Stored data
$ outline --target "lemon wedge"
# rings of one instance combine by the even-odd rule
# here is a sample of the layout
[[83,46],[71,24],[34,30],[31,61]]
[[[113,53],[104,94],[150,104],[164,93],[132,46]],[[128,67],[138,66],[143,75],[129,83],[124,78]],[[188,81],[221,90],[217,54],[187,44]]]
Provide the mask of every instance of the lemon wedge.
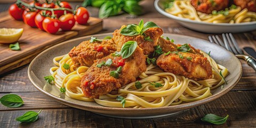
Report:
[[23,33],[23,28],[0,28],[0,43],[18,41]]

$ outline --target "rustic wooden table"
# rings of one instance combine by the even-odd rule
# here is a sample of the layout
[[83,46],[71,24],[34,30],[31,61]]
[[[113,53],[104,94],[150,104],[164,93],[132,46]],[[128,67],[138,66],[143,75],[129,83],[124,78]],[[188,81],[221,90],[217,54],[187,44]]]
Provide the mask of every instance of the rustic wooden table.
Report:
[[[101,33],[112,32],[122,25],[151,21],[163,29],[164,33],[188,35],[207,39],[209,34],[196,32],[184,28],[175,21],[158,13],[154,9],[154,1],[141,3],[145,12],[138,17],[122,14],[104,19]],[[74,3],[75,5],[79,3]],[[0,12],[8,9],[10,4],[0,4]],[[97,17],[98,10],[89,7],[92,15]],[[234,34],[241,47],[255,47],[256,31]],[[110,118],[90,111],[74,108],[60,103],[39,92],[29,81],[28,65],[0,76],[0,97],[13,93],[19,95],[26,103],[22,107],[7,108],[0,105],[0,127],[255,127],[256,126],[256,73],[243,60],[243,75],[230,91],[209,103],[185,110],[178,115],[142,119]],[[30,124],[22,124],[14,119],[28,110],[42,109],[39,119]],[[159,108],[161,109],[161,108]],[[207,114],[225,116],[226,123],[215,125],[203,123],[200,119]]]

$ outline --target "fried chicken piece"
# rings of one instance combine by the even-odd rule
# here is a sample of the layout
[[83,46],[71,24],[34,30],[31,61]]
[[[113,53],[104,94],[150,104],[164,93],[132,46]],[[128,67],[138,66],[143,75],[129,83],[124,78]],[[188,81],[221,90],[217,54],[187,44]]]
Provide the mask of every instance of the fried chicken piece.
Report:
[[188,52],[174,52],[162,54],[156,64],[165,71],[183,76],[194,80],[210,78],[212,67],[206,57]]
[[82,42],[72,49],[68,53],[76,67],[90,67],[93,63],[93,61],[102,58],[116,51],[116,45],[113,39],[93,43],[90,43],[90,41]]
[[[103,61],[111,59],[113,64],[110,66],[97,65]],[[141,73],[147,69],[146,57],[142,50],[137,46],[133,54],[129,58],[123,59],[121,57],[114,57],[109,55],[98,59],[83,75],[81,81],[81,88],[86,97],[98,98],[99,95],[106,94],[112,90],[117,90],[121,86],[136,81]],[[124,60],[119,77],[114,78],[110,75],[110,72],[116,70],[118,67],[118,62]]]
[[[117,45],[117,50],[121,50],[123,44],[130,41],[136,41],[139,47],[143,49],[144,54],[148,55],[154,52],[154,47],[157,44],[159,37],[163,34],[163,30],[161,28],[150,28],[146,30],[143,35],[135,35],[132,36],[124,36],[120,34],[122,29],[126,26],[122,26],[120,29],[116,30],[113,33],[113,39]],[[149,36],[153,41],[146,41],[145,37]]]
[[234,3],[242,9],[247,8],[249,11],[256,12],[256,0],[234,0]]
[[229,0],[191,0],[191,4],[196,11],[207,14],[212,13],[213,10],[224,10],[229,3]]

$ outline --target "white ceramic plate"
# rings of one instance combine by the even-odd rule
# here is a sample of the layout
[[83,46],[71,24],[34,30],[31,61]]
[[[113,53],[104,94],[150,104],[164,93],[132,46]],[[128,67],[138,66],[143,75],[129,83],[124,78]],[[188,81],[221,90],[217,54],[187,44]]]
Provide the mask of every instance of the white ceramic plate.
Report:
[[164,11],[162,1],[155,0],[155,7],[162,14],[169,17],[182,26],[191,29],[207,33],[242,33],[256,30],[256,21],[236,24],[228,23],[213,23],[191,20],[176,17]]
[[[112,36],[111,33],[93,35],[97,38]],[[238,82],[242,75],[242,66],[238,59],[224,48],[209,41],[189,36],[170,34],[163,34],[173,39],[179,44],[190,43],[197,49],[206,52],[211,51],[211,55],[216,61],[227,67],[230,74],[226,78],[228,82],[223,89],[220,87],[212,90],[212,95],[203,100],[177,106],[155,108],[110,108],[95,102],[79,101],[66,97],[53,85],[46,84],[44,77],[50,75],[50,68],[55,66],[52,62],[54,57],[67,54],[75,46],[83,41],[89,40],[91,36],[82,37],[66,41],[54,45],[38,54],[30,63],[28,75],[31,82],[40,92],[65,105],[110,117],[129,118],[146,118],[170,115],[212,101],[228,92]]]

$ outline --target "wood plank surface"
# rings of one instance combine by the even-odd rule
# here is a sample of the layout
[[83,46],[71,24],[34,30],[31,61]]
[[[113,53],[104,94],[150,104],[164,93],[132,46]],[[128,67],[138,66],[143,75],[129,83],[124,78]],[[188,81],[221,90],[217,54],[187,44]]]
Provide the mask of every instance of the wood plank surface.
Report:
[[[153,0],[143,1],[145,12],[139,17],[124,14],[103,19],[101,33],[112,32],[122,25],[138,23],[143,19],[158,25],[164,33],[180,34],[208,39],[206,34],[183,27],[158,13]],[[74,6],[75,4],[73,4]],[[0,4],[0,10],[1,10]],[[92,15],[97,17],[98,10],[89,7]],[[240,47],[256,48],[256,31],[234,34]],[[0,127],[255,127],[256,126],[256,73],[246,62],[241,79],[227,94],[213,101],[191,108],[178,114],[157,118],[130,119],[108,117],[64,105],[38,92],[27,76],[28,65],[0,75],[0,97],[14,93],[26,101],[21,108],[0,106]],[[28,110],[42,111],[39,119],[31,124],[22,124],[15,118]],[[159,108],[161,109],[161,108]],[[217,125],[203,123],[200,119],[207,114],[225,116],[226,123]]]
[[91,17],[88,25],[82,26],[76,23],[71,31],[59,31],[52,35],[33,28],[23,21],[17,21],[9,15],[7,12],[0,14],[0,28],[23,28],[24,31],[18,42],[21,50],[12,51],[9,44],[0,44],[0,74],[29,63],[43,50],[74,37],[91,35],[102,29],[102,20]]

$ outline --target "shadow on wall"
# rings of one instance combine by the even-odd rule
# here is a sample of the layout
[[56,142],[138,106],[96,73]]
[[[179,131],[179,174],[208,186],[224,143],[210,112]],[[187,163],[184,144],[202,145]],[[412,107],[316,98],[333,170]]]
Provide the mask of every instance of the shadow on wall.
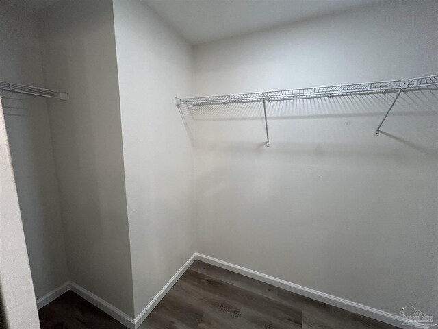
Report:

● **REQUEST**
Rewrite all of the data above, replacing "Provide" with "Give" and keeping everything else the same. Omit the pictures from your answer.

● **TASK RESPONSE**
$ outline --target "lemon wedge"
# rings of one instance combine by the even-odd rule
# here is a sample of the layout
[[83,46],[71,24],[34,30],[31,61]]
[[[113,53],[104,94],[150,104],[164,93],[132,46]],[[128,67],[138,66],[143,75],[129,83],[124,78]],[[188,81],[221,90],[217,54],[187,44]]]
Give the mask of every instance of the lemon wedge.
Report:
[[23,33],[23,28],[0,28],[0,43],[18,41]]

$ outline --target "rustic wooden table"
# rings of one instance combine by the even-odd rule
# here is a sample of the layout
[[83,46],[71,24],[34,30],[31,61]]
[[[113,53],[104,94],[150,104],[164,93],[132,46]],[[128,67],[138,66],[143,75],[129,83],[124,78]],[[188,81],[221,90],[217,54],[187,44]]]
Give the mask of every instance of the rustic wooden table.
Report:
[[[101,33],[112,32],[122,25],[151,21],[163,29],[164,33],[188,35],[207,39],[209,34],[196,32],[184,28],[175,21],[158,13],[154,9],[154,1],[141,3],[145,12],[138,17],[122,14],[104,19]],[[74,3],[75,5],[79,3]],[[0,12],[8,9],[10,4],[0,4]],[[97,17],[98,10],[89,7],[92,15]],[[234,34],[241,47],[255,47],[256,31]],[[110,118],[90,111],[74,108],[60,103],[39,92],[29,81],[28,65],[0,76],[0,97],[13,93],[19,95],[26,103],[22,107],[7,108],[0,105],[0,127],[255,127],[256,126],[256,73],[243,60],[243,75],[230,91],[209,103],[185,110],[178,115],[142,119]],[[30,124],[22,124],[14,119],[28,110],[42,109],[39,119]],[[159,108],[161,109],[161,108]],[[207,114],[225,116],[226,123],[215,125],[203,123],[200,119]]]

$ outline --target "fried chicken piece"
# rings of one instance combine by the even-odd rule
# here is a sample of the layout
[[83,46],[71,24],[34,30],[31,61]]
[[[113,53],[104,94],[150,104],[164,93],[132,46]],[[128,67],[138,66],[143,75],[129,83],[124,78]],[[188,81],[221,90],[217,54],[187,44]]]
Give the mask of every instance of the fried chicken piece.
Report:
[[188,52],[174,52],[162,54],[156,64],[165,71],[183,76],[194,80],[210,78],[212,67],[206,57]]
[[82,42],[72,49],[68,53],[76,67],[90,67],[93,63],[93,61],[102,58],[116,51],[116,45],[113,39],[93,43],[90,43],[90,41]]
[[[103,61],[111,59],[113,64],[110,66],[97,65]],[[141,73],[147,69],[146,57],[142,50],[137,46],[133,54],[129,58],[123,59],[121,57],[114,57],[109,55],[98,59],[83,75],[81,81],[81,88],[86,97],[98,98],[99,95],[106,94],[112,90],[117,90],[121,86],[136,81]],[[124,60],[119,77],[114,78],[110,75],[110,72],[116,70],[118,67],[118,62]]]
[[[117,45],[117,50],[121,50],[123,44],[130,41],[136,41],[139,47],[143,49],[144,54],[148,55],[154,52],[154,47],[157,44],[159,37],[163,34],[163,30],[161,28],[150,28],[146,30],[143,35],[135,35],[132,36],[124,36],[120,34],[122,29],[126,26],[122,26],[120,29],[116,30],[113,33],[113,39]],[[149,36],[153,41],[146,41],[145,37]]]
[[234,3],[242,9],[247,8],[249,11],[256,12],[256,0],[234,0]]
[[229,0],[191,0],[191,4],[196,11],[207,14],[212,13],[213,10],[224,10],[229,3]]

$ outline --target "white ceramic plate"
# rings of one instance combine by the even-odd rule
# here is a sample of the layout
[[83,46],[71,24],[34,30],[31,61]]
[[[113,53],[104,94],[150,104],[164,93],[132,46]],[[128,67],[138,66],[143,75],[129,83],[124,78]],[[188,81],[221,90],[217,54],[187,44]]]
Give the mask of every instance of the white ceramic plate.
Report:
[[164,11],[162,1],[155,0],[155,7],[162,14],[169,17],[182,26],[191,29],[207,33],[242,33],[256,30],[256,21],[236,24],[228,23],[213,23],[191,20],[176,17]]
[[[112,36],[111,33],[93,35],[97,38]],[[238,82],[242,75],[242,66],[238,59],[224,48],[209,41],[189,36],[170,34],[163,34],[173,39],[179,44],[190,43],[197,49],[206,52],[211,51],[211,55],[216,61],[227,67],[230,74],[226,78],[228,82],[223,89],[220,87],[212,90],[212,95],[203,100],[177,106],[155,108],[110,108],[95,102],[79,101],[66,97],[53,85],[46,84],[44,77],[50,75],[50,68],[55,66],[52,62],[54,57],[67,54],[75,46],[83,41],[89,40],[91,36],[82,37],[66,41],[54,45],[38,54],[30,63],[28,75],[31,82],[40,92],[65,105],[110,117],[129,118],[146,118],[170,115],[212,101],[228,92]]]

$ outline --target "wood plank surface"
# rings of one instance combine by the even-odd rule
# here is a sample of the layout
[[83,46],[71,24],[34,30],[31,61]]
[[[113,53],[104,94],[150,104],[164,93],[132,46]],[[128,67],[138,66],[143,75],[129,83],[124,78]],[[188,81],[221,90],[217,54],[187,44]]]
Give the mask of every instance of the wood plank surface.
Report:
[[[153,0],[143,1],[145,12],[139,17],[124,14],[103,19],[101,33],[112,32],[122,25],[138,23],[143,19],[158,25],[164,33],[180,34],[208,39],[206,34],[183,27],[158,13]],[[74,6],[75,4],[73,4]],[[0,4],[0,10],[1,10]],[[92,15],[97,17],[98,10],[89,7]],[[240,47],[256,48],[256,31],[234,34]],[[0,127],[255,127],[256,126],[256,73],[246,62],[241,79],[227,94],[213,101],[191,108],[178,114],[157,118],[130,119],[108,117],[64,105],[38,92],[27,76],[28,65],[0,75],[0,97],[14,93],[26,101],[21,108],[0,106]],[[28,110],[42,111],[39,119],[31,124],[22,124],[15,118]],[[159,108],[161,109],[161,108]],[[217,125],[203,123],[200,119],[207,114],[225,116],[226,123]]]
[[91,17],[88,25],[82,26],[76,23],[71,31],[59,31],[52,35],[33,28],[23,21],[17,21],[9,15],[7,12],[0,14],[0,28],[23,28],[24,31],[18,42],[21,50],[12,51],[9,44],[0,44],[0,74],[29,63],[43,50],[74,37],[91,35],[102,29],[102,20]]

$ outline --target "shadow on wall"
# rings of one instance combine by the even-odd rule
# here is a sample of the layout
[[56,142],[138,106],[96,73]]
[[[179,131],[179,174],[208,186],[224,143],[210,112]],[[187,163],[184,144],[202,145]],[[412,107],[316,98],[333,170]]]
Give the mask of every instance of the shadow on wall.
Report:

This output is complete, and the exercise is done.